Copy out the records word for word, starting at the line with "Every instance of the girl jumping" and ending with the line with "pixel 789 157", both lines included.

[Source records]

------------------------------------

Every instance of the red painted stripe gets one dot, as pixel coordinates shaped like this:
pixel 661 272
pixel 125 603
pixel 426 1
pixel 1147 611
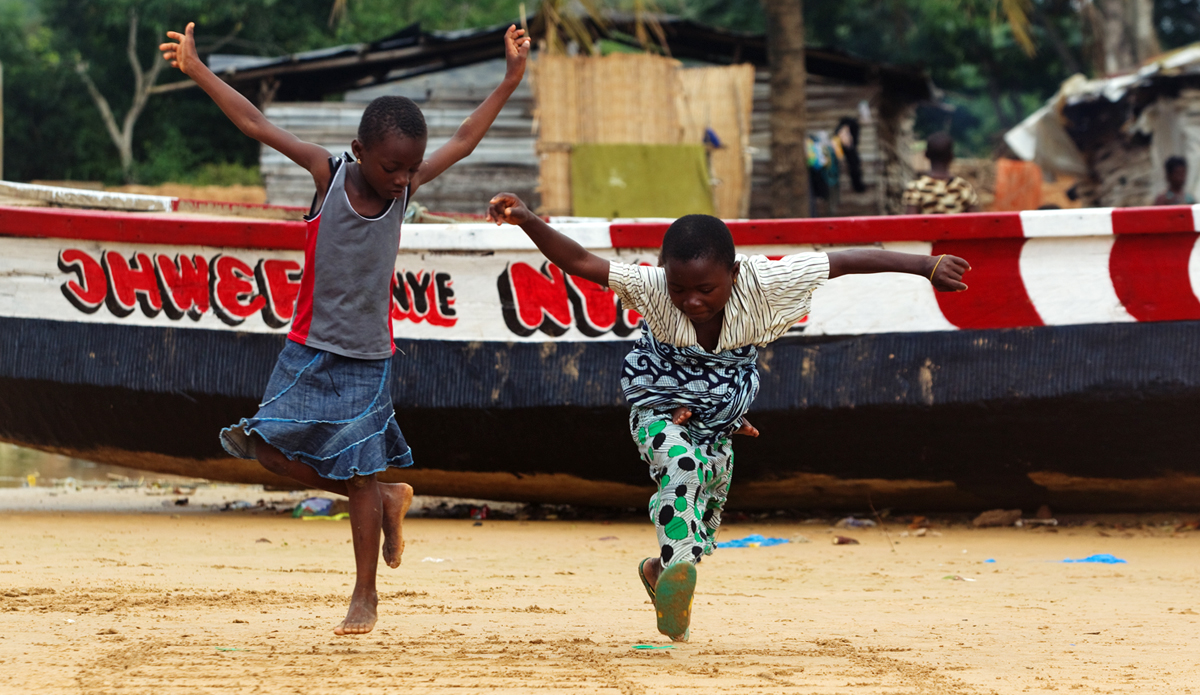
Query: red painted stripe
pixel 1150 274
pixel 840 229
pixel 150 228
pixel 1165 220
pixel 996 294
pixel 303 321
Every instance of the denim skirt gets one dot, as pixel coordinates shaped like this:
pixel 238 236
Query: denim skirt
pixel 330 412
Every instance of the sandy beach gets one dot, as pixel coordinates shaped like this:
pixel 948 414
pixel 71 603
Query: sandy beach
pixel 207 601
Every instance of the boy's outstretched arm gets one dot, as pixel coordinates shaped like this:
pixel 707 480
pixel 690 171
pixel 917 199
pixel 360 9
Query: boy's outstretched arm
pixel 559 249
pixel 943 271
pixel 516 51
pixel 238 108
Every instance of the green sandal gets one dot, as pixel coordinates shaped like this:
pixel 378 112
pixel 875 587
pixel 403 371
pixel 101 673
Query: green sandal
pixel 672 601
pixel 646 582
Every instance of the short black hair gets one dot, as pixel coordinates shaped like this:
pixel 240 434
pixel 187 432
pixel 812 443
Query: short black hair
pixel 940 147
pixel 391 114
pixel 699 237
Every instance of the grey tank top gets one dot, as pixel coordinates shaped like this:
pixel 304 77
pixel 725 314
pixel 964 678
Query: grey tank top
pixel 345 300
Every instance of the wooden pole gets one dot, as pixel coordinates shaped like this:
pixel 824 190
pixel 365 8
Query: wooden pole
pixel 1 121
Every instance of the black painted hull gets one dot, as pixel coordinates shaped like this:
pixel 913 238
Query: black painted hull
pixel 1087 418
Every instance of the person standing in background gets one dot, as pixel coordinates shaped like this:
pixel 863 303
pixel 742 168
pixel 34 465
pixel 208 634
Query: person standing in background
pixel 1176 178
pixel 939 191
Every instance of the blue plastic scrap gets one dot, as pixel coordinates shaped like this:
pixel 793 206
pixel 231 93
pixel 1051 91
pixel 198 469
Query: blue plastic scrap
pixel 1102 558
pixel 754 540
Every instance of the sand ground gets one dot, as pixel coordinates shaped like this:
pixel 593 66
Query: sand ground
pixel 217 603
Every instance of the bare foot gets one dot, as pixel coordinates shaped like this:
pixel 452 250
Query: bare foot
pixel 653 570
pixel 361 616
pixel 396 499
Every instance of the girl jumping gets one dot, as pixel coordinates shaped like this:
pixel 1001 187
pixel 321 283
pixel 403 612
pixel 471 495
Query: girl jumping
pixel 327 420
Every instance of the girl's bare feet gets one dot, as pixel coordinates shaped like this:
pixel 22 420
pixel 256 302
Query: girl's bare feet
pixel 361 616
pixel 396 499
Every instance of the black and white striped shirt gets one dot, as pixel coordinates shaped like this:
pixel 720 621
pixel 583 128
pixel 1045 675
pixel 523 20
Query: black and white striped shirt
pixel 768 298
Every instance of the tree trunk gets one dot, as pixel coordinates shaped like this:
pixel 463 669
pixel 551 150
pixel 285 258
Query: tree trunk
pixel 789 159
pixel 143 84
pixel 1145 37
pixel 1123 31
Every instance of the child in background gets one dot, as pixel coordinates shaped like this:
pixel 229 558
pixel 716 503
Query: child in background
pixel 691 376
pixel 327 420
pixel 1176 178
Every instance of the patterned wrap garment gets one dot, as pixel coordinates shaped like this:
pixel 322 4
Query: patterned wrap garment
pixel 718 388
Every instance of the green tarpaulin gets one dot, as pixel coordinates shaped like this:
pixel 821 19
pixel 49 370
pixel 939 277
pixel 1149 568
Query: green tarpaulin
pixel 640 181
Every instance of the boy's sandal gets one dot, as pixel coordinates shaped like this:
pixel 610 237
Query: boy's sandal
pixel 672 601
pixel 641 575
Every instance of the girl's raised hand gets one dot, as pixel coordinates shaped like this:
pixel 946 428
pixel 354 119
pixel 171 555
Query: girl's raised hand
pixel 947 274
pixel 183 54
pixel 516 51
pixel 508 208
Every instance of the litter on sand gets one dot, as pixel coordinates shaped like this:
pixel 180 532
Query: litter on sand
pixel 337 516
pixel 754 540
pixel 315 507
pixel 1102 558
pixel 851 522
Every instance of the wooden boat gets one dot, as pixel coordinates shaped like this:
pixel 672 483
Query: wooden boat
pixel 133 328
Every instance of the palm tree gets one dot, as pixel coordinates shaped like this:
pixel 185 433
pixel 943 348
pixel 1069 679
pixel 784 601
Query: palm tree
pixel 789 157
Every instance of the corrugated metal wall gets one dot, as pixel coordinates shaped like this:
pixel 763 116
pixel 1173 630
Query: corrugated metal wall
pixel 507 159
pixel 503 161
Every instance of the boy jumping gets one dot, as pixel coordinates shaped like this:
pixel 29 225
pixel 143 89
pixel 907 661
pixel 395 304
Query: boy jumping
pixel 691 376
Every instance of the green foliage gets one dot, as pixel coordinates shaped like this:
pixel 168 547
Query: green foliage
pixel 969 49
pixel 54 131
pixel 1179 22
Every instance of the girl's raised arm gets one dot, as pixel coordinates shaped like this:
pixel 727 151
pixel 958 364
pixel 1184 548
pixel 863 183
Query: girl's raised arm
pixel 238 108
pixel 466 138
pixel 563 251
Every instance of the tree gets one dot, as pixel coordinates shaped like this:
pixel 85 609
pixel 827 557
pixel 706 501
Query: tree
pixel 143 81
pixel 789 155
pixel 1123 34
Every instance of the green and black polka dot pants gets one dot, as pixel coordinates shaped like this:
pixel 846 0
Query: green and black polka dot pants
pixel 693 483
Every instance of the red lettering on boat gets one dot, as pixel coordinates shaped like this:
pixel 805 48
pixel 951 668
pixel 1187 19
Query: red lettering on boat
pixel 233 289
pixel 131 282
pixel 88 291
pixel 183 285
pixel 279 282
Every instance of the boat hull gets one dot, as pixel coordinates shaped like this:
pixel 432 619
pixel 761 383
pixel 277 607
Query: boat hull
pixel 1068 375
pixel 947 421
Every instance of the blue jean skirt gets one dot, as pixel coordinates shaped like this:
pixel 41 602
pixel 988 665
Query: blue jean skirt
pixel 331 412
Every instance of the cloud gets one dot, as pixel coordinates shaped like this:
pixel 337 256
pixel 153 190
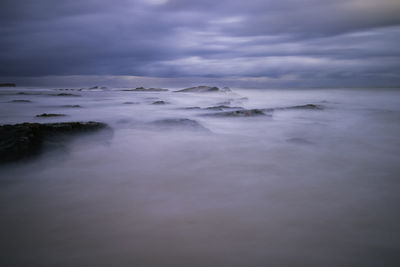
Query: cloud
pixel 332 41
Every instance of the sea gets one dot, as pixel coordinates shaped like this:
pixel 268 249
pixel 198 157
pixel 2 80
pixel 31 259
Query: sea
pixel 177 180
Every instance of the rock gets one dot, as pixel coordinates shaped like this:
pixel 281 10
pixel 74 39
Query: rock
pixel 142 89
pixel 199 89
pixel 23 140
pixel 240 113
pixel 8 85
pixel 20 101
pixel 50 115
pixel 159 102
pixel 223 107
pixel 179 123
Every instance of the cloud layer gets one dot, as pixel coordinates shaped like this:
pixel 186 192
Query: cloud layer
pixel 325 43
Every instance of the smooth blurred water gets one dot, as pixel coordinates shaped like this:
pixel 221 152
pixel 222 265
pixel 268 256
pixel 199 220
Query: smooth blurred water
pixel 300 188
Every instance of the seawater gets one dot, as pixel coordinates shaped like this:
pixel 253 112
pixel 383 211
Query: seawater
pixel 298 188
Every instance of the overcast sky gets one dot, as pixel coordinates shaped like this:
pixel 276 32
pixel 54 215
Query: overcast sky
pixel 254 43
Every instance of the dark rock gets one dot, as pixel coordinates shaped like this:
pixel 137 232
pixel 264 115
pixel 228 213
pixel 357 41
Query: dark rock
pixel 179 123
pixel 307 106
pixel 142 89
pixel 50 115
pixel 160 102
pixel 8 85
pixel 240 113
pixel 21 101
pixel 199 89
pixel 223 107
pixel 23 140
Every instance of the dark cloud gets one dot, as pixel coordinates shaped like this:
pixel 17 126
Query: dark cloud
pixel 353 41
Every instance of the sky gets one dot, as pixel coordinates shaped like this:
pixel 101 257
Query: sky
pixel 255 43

------------------------------------

Task answer:
Every instance of the girl jumping gets one dot, as pixel coordinates shaped like this:
pixel 1001 187
pixel 321 283
pixel 403 612
pixel 471 495
Query: girl jumping
pixel 327 420
Every instance of the girl's bare feet gets one dot, as pixel coordinates shaped like this:
pixel 22 420
pixel 256 302
Query: girl's bare feet
pixel 361 616
pixel 396 499
Every instance of the black and white striped shirt gets one dot, as pixel coordinates shaped like this:
pixel 720 621
pixel 583 128
pixel 1045 675
pixel 523 20
Query: black and white striped shirt
pixel 768 298
Every instance of the tree trunk gets one dot, as pixel coordinates shaped like this:
pixel 463 669
pixel 551 150
pixel 285 258
Query: tree trunk
pixel 789 159
pixel 143 84
pixel 1145 37
pixel 1123 31
Every instance of the child in background gets one dot, as pixel coordinates shaped like this:
pixel 229 558
pixel 716 503
Query: child in background
pixel 691 376
pixel 327 420
pixel 1176 178
Every instance of the patterned wrap garment gets one dot, as pixel coordinates shaped like this:
pixel 322 4
Query: patterned wrap garment
pixel 718 388
Every instance of the green tarpaulin gets one dot, as pixel coordinates shaped like this:
pixel 821 19
pixel 49 370
pixel 939 277
pixel 1149 568
Query: green tarpaulin
pixel 640 181
Every instance of the boy's sandal gets one dot, as pixel coordinates shaped like this:
pixel 610 237
Query: boy's sandal
pixel 672 601
pixel 641 575
Every instance of the girl's raised hand gets one dot, as pixel coordinates shaped like this:
pixel 946 428
pixel 354 119
pixel 171 555
Query: girl's raised hand
pixel 947 274
pixel 183 54
pixel 516 51
pixel 508 208
Every instance of the litter on sand gets one dot, as pixel coordinates shaped like this:
pixel 180 532
Query: litter on sand
pixel 337 516
pixel 754 540
pixel 315 507
pixel 1102 558
pixel 851 522
Every instance of the wooden boat gets one dot, as pixel coordinates shaped like this:
pixel 672 483
Query: wooden boat
pixel 133 328
Every instance of the palm tree gets one dot, as pixel coordinates shaped like this:
pixel 185 433
pixel 943 348
pixel 1069 679
pixel 784 601
Query: palm tree
pixel 789 157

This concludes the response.